*** Begin section ***

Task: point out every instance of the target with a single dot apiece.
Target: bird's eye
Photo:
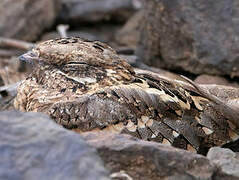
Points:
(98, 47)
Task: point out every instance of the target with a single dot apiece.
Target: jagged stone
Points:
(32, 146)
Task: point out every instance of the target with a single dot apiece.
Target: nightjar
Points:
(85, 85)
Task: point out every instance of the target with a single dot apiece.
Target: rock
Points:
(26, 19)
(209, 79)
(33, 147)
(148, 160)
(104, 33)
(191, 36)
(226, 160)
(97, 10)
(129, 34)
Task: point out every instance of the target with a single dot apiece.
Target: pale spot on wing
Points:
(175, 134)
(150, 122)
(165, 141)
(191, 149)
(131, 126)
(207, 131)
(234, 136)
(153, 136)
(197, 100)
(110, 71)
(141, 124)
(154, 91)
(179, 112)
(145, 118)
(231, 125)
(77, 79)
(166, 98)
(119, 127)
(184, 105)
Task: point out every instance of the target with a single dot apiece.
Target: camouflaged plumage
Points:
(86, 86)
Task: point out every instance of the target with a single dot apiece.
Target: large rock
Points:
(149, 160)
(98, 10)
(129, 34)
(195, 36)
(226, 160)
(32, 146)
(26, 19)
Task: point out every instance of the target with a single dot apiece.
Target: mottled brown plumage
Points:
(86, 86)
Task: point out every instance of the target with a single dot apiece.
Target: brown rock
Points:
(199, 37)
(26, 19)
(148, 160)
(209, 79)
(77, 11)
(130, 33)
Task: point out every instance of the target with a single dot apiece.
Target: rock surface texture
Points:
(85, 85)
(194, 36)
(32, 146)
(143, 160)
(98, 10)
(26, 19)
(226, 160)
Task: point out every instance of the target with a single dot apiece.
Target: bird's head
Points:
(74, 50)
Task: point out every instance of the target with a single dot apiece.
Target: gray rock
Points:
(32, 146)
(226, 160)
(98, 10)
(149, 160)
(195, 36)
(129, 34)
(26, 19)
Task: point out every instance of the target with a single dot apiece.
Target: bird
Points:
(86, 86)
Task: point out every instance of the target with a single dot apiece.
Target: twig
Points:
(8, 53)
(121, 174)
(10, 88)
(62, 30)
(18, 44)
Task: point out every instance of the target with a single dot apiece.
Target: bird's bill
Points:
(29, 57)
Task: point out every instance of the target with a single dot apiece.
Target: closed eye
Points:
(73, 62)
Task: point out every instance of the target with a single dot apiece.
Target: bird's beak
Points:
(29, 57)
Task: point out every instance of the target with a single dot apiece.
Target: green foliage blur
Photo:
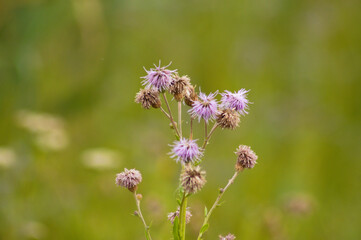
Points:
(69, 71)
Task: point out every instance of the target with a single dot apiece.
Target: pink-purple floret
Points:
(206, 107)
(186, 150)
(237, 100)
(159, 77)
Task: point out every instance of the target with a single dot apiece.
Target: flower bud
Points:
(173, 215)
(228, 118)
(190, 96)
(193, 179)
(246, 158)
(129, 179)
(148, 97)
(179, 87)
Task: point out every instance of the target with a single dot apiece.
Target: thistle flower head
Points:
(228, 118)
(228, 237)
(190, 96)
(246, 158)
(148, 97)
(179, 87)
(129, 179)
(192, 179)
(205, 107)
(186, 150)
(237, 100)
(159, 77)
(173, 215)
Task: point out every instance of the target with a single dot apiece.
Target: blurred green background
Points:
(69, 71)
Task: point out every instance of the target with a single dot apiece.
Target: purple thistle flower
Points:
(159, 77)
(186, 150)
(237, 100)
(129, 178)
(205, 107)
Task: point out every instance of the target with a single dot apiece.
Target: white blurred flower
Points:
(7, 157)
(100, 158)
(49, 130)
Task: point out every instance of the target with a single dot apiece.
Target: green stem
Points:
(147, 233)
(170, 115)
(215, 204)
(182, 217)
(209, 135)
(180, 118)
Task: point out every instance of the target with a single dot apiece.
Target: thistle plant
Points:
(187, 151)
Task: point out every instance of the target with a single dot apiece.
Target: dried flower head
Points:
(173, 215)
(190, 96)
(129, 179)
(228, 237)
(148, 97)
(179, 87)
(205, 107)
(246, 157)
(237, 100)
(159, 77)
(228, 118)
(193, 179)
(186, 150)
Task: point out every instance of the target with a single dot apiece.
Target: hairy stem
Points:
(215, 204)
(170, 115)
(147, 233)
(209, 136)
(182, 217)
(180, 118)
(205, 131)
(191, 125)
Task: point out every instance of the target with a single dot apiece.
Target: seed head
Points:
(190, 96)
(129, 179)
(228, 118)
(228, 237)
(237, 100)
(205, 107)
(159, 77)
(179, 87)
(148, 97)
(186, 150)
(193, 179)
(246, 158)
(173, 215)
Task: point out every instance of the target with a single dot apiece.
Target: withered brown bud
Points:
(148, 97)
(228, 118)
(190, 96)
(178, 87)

*** End section ***

## WHAT YOU HAVE TO DO
Return every record above exactly as written, but drop the pictures.

## RESULT OF THE EXERCISE
Task: point out every instance of the target with a single dot apiece.
Target: bird's eye
Photo:
Points:
(98, 47)
Task: point out every instance of the target with a single dot apiece.
Target: jagged stone
Points:
(32, 146)
Task: point out every instance of the target with a single dot apiece.
Target: nightjar
Points:
(85, 85)
Task: point out every instance of the target with a single dot apiece.
Target: rock
Points:
(26, 19)
(209, 79)
(33, 147)
(148, 160)
(104, 33)
(191, 36)
(226, 160)
(97, 10)
(129, 34)
Task: point out every instance of the target with a single dot apiece.
Target: pale spot on wing
Points:
(175, 134)
(150, 122)
(165, 141)
(191, 149)
(131, 126)
(207, 131)
(234, 136)
(153, 136)
(197, 100)
(110, 71)
(141, 124)
(154, 91)
(179, 112)
(145, 118)
(231, 125)
(77, 79)
(166, 98)
(119, 127)
(184, 105)
Task: point out every instance of the target with a single dot apiece.
Target: camouflaged plumage
Points:
(86, 86)
Task: point out every instance of the target with a single dot apiece.
Target: large rock
Points:
(149, 160)
(98, 10)
(129, 34)
(195, 36)
(226, 160)
(32, 146)
(26, 19)
Task: point out every instance of the target with a single dot apiece.
Target: mottled brown plumage
Points:
(86, 86)
Task: point out every instance of the target with a single dot apiece.
Target: brown rock
Points:
(199, 37)
(26, 19)
(148, 160)
(209, 79)
(77, 11)
(130, 33)
Task: point out every instance of the target with a single dot apiece.
Target: rock surface texture
Points:
(85, 85)
(194, 36)
(32, 146)
(143, 160)
(98, 10)
(26, 19)
(226, 160)
Task: point out every instance of the target with a single dot apiece.
Target: bird's head
Points:
(74, 50)
Task: point out every instance of the target with a single dot apiece.
Target: gray rock
Points:
(32, 146)
(226, 160)
(98, 10)
(149, 160)
(195, 36)
(129, 34)
(26, 19)
Task: point out every instance of the target with a single dot apiece.
Target: bird
Points:
(86, 86)
Task: point out every instance of the target with a single dot apiece.
Target: twig
Points:
(8, 53)
(121, 174)
(10, 88)
(62, 30)
(18, 44)
Task: point out every instance of the target with a single dot apiece.
Target: bird's bill
Points:
(29, 57)
Task: point out every instance of the target with a single dot apiece.
Target: closed eye
Points:
(73, 62)
Task: point out every instance of the target with a single dot apiece.
Target: bird's beak
Points:
(29, 57)
Task: point out every instance of the target with a single dot apiece.
Target: green foliage blur
Photo:
Points:
(69, 71)
Task: point out every instance of the target with a single dot apiece.
Target: pink-purple floret
Points:
(206, 107)
(186, 150)
(237, 100)
(159, 77)
Task: point out every instance of the target with a single dot apiece.
Target: flower bud
Points:
(173, 215)
(228, 118)
(190, 96)
(193, 179)
(246, 158)
(129, 179)
(148, 97)
(179, 87)
Task: point out every instance of the target with a single dot apiece.
Target: thistle flower head
Points:
(228, 118)
(228, 237)
(190, 96)
(246, 158)
(148, 97)
(179, 87)
(129, 179)
(192, 179)
(205, 107)
(186, 150)
(237, 100)
(159, 77)
(173, 215)
Task: point out every instance of the target with a single dot apiece.
Target: blurred green background
Points:
(69, 71)
Task: point out every instance of the target with a single dot apiece.
Target: purple thistle flower
Points:
(159, 77)
(186, 150)
(237, 100)
(129, 178)
(205, 107)
Task: point out every instance of the target with a single dot apiece.
Target: white blurred flower
Points:
(7, 157)
(100, 158)
(49, 130)
Task: point out every instance of the target with a single dot apiece.
Target: green stem
Points:
(147, 233)
(170, 115)
(215, 204)
(182, 217)
(209, 135)
(180, 118)
Task: point out every instance of the target with a single dot apiece.
Target: thistle plant
Points:
(187, 151)
Task: point out every instance of the target with a single dot apiece.
Target: dried flower head
Points:
(173, 215)
(190, 96)
(129, 179)
(228, 237)
(148, 97)
(179, 87)
(205, 107)
(246, 157)
(237, 100)
(159, 77)
(228, 118)
(193, 179)
(186, 150)
Task: point out every instance of the target with a single dot apiece.
Target: hairy stem
Points:
(215, 204)
(170, 115)
(147, 233)
(209, 136)
(182, 217)
(180, 118)
(205, 131)
(191, 125)
Task: point out every instance of the target with a single dot apiece.
Target: seed head
Points:
(190, 96)
(129, 179)
(228, 118)
(228, 237)
(237, 100)
(205, 107)
(159, 77)
(179, 87)
(148, 97)
(186, 150)
(193, 179)
(246, 158)
(173, 215)
Task: point out every instance of the target with a single dot apiece.
Target: withered brown bud
Points:
(148, 97)
(228, 118)
(190, 96)
(178, 87)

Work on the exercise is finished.